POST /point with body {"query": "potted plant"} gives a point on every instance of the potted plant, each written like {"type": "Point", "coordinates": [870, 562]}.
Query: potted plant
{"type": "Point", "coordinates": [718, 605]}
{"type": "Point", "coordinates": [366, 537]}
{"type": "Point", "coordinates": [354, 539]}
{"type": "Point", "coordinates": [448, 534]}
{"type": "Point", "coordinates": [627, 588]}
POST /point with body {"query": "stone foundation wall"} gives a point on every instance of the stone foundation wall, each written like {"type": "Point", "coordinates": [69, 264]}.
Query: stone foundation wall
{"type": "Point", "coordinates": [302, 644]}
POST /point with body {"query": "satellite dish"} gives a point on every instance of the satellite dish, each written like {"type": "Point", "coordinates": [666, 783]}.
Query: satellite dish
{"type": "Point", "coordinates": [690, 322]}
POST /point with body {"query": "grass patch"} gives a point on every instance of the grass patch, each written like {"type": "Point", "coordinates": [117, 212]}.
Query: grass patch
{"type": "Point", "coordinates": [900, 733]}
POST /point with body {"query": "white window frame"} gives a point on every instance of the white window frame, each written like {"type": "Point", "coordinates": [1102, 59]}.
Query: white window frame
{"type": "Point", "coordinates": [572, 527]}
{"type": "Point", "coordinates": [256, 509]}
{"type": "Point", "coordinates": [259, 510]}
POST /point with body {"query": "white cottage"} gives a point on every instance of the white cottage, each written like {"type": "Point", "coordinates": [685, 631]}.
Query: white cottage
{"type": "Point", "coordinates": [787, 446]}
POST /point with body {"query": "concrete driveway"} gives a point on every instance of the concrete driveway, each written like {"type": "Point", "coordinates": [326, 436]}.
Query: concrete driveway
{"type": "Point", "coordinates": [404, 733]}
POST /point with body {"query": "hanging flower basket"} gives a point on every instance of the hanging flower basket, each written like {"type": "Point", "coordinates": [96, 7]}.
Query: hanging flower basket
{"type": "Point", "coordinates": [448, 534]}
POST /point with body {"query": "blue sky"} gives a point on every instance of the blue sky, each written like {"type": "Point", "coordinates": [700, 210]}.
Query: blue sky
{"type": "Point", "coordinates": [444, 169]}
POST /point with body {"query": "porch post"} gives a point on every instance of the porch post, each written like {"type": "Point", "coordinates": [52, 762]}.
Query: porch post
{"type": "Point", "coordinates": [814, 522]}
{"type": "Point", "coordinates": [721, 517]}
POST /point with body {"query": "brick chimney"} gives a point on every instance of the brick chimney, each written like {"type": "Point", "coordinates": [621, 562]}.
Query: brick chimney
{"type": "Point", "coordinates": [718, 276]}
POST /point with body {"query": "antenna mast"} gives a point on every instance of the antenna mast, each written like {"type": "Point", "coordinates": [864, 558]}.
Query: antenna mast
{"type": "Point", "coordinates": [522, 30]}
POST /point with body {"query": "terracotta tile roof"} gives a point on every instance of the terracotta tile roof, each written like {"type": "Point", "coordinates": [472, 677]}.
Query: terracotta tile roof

YOUR OBJECTIVE
Quote all the records. Keep every word exact.

OUTPUT
POST /point with body {"query": "potted plant"} gives a point on every instance of the potted plant, each written like {"type": "Point", "coordinates": [870, 562]}.
Query: potted plant
{"type": "Point", "coordinates": [718, 605]}
{"type": "Point", "coordinates": [366, 537]}
{"type": "Point", "coordinates": [354, 539]}
{"type": "Point", "coordinates": [448, 534]}
{"type": "Point", "coordinates": [627, 588]}
POST /point with body {"query": "stone foundation wall"} gives a point on every instance of the stone foundation wall, each written like {"type": "Point", "coordinates": [69, 264]}.
Query: stone foundation wall
{"type": "Point", "coordinates": [302, 644]}
POST /point with body {"query": "satellite dish"} gives a point on every instance of the satellite dish, each written like {"type": "Point", "coordinates": [666, 783]}.
Query: satellite dish
{"type": "Point", "coordinates": [690, 322]}
POST /point with body {"query": "grass patch"} gives a point on every instance of the grass patch, each written like {"type": "Point", "coordinates": [117, 212]}.
Query: grass patch
{"type": "Point", "coordinates": [900, 733]}
POST /point with body {"query": "white window frame"} gives a point on every instance of the white window frame, each written like {"type": "Point", "coordinates": [1102, 59]}.
Query: white window frame
{"type": "Point", "coordinates": [572, 527]}
{"type": "Point", "coordinates": [256, 509]}
{"type": "Point", "coordinates": [259, 510]}
POST /point with body {"query": "white cottage"} gives a point on every instance of the white cottage, each written like {"type": "Point", "coordinates": [685, 631]}.
Query: white cottage
{"type": "Point", "coordinates": [787, 446]}
POST /point with body {"query": "concrete driveway"} gives a point on every instance of the concrete driveway, each written like {"type": "Point", "coordinates": [326, 436]}.
Query: concrete driveway
{"type": "Point", "coordinates": [404, 733]}
POST /point with body {"query": "hanging flower basket"} gives a point on every instance of the hanging flower basket, each written like {"type": "Point", "coordinates": [96, 7]}.
Query: hanging flower basket
{"type": "Point", "coordinates": [448, 534]}
POST /point with body {"query": "blue sky"} gives a point on every instance of the blue sky, each written like {"type": "Point", "coordinates": [700, 210]}.
Query: blue sky
{"type": "Point", "coordinates": [444, 169]}
POST /point with body {"query": "porch post"} gives a point on every instance of the porch post, each written like {"type": "Point", "coordinates": [52, 762]}.
Query: porch post
{"type": "Point", "coordinates": [814, 522]}
{"type": "Point", "coordinates": [721, 517]}
POST /point with body {"query": "brick chimney"} gives a point on every instance of the brick chimney, each written like {"type": "Point", "coordinates": [621, 562]}.
Query: brick chimney
{"type": "Point", "coordinates": [718, 276]}
POST /point with body {"query": "antenna mast"} gives a point on every instance of the antenna mast, each written like {"type": "Point", "coordinates": [864, 558]}.
Query: antenna mast
{"type": "Point", "coordinates": [522, 30]}
POST /point with body {"query": "terracotta tile roof"} gives a point on every instance of the terracotta tile roof, each written like {"type": "Point", "coordinates": [472, 677]}.
Query: terracotta tile roof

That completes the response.